> SOURCE PASSAGE:

:::

By definition of the palindrome tree, we know that there will exist edges S[L..R] \rightarrow t_k S[L..R] t_{k} \rightarrow t_{k-1} t_k S[L..R] t_{k} t_{k-1} \dots T S[L..R] rev(T). Clearly S[L..R] is the ancestor of T S[L..R] rev(T). Therefore all the nodes corresponding to our candidate strings are in the subtree of node S[L..R].

A well known technique to handle subtree queries is to order the nodes as per a dfs traversal. The ordering is obtained by starting out with an empty array (say A) and performing a dfs traversal over the tree. Whenever a node is visited for the first time, append it to the end of A. For each node, store \texttt{dfs\_in}[i] as the index of the node i in the array A. The value \texttt{dfs\_out}[i] is computed as the index of the last element in the array A when the recursive call for dfs finishes at node i (at this time all nodes in the subtree of node i have been visited). The nodes in the subtree of i form a contiguous subarray of A, namely from A[\texttt{dfs\_in}[i]] ... A[\texttt{dfs\_out}[i]]. So to handle queries like “Add X to every node in subtree of i” may now be handled by “Add X to the contiguous subarray of A”.

:::

> EXCERPTED DATA:
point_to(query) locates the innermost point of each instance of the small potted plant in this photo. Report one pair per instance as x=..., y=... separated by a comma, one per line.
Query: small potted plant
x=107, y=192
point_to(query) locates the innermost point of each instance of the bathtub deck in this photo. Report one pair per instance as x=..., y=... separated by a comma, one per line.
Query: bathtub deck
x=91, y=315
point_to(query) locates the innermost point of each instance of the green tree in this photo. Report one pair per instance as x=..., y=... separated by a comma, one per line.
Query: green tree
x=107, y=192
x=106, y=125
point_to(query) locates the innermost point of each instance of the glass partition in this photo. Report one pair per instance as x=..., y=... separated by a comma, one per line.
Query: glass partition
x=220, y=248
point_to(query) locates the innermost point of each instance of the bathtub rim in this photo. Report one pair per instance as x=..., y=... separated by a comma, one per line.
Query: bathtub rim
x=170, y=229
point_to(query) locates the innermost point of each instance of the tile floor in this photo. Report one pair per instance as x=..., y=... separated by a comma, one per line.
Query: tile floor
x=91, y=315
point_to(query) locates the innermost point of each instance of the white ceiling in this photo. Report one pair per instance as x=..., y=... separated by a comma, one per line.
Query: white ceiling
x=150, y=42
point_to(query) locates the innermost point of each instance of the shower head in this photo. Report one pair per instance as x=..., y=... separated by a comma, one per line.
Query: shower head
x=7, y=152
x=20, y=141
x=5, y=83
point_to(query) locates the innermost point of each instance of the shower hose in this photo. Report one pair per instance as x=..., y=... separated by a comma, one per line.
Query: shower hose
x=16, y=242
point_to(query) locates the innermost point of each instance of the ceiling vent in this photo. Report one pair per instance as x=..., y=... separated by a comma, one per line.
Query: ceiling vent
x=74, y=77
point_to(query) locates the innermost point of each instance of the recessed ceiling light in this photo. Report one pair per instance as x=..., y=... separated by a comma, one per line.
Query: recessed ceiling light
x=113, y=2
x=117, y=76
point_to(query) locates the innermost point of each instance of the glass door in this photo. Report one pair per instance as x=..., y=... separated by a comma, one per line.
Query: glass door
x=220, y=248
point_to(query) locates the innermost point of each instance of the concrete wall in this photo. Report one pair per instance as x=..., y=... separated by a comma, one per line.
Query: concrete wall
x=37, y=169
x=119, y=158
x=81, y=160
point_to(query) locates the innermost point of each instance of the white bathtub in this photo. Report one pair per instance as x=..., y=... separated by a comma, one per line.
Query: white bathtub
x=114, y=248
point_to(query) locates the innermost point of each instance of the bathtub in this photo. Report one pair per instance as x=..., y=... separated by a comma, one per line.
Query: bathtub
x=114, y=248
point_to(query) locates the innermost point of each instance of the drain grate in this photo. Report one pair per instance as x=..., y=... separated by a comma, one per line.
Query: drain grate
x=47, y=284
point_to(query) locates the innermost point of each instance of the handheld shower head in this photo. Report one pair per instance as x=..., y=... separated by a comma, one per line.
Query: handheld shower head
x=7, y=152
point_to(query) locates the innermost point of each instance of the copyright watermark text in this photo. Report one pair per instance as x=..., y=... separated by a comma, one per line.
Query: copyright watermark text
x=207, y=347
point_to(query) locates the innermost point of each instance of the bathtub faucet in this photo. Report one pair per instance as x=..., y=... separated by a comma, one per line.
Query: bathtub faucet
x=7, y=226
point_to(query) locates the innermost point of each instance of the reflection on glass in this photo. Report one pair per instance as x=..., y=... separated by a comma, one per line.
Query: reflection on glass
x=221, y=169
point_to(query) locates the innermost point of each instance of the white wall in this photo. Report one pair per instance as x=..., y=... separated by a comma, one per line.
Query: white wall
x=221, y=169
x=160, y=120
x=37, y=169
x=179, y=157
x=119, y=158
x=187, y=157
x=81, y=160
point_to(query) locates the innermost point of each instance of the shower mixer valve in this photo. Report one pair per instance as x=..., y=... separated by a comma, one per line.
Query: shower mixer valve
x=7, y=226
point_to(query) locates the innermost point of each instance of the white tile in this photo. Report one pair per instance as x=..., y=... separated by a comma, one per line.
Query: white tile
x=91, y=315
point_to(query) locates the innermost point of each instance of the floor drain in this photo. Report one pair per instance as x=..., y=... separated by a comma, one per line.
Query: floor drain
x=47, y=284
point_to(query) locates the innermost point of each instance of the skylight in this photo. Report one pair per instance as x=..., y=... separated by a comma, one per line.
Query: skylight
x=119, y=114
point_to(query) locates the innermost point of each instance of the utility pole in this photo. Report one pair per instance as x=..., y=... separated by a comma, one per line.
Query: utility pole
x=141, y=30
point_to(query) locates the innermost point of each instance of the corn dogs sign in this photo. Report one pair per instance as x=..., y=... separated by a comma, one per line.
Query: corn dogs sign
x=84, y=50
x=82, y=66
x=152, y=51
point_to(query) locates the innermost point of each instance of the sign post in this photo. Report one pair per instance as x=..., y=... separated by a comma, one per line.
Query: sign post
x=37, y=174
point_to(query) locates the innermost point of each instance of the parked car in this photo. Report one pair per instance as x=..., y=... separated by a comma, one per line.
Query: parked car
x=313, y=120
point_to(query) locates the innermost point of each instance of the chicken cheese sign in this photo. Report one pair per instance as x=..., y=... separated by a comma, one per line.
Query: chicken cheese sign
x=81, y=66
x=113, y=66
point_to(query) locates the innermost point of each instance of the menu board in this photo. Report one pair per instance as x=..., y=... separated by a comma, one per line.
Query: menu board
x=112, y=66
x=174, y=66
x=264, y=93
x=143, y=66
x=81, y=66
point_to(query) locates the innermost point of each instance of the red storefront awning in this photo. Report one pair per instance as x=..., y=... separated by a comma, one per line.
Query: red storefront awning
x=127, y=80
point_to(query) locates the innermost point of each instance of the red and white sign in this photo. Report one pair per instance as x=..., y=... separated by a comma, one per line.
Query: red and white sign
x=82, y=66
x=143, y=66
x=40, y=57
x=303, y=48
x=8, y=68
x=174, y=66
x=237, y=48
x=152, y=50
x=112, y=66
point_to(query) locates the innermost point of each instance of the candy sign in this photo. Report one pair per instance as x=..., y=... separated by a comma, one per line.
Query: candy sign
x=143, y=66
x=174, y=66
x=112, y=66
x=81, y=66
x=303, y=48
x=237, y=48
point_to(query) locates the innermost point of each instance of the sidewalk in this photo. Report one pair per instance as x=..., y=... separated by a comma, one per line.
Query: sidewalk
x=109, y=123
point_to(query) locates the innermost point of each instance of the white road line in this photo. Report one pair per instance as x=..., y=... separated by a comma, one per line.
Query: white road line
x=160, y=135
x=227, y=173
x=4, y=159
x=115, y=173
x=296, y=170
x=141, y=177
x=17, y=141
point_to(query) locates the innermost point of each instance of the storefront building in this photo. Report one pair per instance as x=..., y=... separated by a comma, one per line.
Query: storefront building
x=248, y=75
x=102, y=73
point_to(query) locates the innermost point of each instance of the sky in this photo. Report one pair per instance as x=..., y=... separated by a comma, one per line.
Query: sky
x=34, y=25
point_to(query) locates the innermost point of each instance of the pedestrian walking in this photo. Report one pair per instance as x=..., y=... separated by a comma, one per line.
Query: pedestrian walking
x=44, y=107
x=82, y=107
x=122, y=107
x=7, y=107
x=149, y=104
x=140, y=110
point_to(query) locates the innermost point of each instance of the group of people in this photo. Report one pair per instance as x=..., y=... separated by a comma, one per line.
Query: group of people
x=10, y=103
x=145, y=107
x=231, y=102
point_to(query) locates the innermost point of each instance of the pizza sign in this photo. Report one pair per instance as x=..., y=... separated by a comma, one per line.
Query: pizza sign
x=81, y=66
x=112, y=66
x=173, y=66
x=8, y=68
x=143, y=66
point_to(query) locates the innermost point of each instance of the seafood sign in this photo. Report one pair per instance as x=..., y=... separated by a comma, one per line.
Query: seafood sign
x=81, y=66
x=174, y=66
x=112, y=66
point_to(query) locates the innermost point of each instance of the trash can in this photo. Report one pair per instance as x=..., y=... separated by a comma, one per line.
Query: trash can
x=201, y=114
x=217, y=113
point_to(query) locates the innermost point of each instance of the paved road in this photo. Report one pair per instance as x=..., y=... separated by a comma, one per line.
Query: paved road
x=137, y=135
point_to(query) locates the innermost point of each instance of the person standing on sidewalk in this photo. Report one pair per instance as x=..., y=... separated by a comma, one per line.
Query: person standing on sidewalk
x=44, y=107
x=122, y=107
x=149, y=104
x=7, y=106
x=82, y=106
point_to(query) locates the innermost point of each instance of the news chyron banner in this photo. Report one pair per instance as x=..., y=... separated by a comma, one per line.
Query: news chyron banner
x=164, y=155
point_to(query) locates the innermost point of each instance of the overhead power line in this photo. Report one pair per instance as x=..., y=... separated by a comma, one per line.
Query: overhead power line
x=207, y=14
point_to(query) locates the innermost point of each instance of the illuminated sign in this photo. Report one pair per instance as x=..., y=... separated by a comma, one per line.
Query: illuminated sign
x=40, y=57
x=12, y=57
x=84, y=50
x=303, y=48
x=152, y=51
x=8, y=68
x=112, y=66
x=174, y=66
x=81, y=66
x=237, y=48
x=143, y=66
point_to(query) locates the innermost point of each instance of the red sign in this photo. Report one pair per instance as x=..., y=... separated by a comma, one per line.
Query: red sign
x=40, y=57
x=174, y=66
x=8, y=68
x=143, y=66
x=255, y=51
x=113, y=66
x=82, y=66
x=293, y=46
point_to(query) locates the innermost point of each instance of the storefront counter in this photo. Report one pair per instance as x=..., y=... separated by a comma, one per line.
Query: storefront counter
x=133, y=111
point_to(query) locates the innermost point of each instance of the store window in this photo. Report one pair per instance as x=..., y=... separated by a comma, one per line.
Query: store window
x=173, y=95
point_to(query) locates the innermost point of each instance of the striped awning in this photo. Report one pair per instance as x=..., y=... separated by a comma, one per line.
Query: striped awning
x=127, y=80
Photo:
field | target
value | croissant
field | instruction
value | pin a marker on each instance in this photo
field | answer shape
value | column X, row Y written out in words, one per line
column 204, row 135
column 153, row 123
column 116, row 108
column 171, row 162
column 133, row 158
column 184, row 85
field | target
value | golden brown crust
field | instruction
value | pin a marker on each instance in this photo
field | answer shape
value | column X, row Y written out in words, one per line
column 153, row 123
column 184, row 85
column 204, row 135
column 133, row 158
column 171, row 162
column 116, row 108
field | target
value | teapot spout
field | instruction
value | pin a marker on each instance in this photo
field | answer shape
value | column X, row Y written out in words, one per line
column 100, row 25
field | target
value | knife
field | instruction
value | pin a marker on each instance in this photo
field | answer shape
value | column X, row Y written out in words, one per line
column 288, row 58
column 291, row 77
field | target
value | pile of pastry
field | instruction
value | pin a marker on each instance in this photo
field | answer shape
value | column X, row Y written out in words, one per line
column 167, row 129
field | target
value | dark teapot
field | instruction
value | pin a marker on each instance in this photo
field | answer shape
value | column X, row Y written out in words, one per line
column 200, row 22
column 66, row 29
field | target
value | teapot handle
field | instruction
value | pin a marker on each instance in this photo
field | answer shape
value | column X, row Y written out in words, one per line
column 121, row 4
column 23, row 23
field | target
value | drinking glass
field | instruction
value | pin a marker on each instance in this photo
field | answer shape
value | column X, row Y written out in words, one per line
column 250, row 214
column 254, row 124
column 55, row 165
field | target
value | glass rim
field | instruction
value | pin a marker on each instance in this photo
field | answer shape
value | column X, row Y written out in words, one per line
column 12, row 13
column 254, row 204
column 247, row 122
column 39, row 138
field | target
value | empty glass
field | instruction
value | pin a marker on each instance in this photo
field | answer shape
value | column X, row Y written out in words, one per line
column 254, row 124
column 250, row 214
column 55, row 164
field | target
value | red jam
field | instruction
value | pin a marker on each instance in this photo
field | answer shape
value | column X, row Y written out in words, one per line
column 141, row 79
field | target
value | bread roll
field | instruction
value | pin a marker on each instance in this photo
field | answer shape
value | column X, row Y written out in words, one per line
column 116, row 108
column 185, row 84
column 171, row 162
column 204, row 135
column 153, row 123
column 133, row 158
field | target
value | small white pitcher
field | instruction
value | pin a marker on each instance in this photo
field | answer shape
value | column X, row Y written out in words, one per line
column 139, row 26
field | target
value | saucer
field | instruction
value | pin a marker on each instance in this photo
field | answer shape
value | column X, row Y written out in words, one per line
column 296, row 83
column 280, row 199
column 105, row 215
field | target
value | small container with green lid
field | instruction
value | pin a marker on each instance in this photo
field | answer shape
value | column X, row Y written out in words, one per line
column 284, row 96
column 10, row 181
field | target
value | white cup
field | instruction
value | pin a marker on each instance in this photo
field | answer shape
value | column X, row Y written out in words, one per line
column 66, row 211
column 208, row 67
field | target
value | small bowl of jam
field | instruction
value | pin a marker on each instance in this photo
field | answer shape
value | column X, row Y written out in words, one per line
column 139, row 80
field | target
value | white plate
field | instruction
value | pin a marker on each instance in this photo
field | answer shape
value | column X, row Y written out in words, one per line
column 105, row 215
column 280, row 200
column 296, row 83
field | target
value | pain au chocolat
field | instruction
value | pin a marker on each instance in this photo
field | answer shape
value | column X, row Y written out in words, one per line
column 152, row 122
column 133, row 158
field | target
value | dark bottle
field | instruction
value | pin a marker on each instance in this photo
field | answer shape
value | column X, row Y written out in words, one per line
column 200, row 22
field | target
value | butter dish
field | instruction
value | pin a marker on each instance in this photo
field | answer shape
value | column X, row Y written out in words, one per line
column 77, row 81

:::

> WHAT THE TASK ASKS: Continue the passage on palindrome trees and DFS ordering for subtree queries, starting right after its final sentence.

> RESULT OF THIS TASK:
Finding strings that satisfy condition (ii) of query 1

The algorithm to compute the palindromic tree starts of by initializing a tree for the empty string and then reads the string character by character. Once a new palindromic substring is found, a new node is created for it and then it is added to the tree (along with the necessary tree edges and suffix links). Therefore we have the first occurrence of every palindrome.

Consider the list ST[1..M] of palindromes which are ordered by the first time they are found by the algorithm. The strings that satisfy condition (ii) form a prefix of this array ST[1..M]. Similar to strings satisfying condition (i), these strings are also contiguous subarrays.

Query 1 is a 2D range sum

If we consider the 2D grid and associate each palindrome S[L..R] with the point (x, y) such that

• x is the index of S[L..R] when the palindromes are sorted according to their occurrence (when the string is read from left to right)
• y is the index in the dfs ordering

Query 1 asks to add X to every point (x, y) such that 1 \leq x \leq P and \texttt{dfs\_in}[i] \leq y \leq \texttt{dfs\_out}[i].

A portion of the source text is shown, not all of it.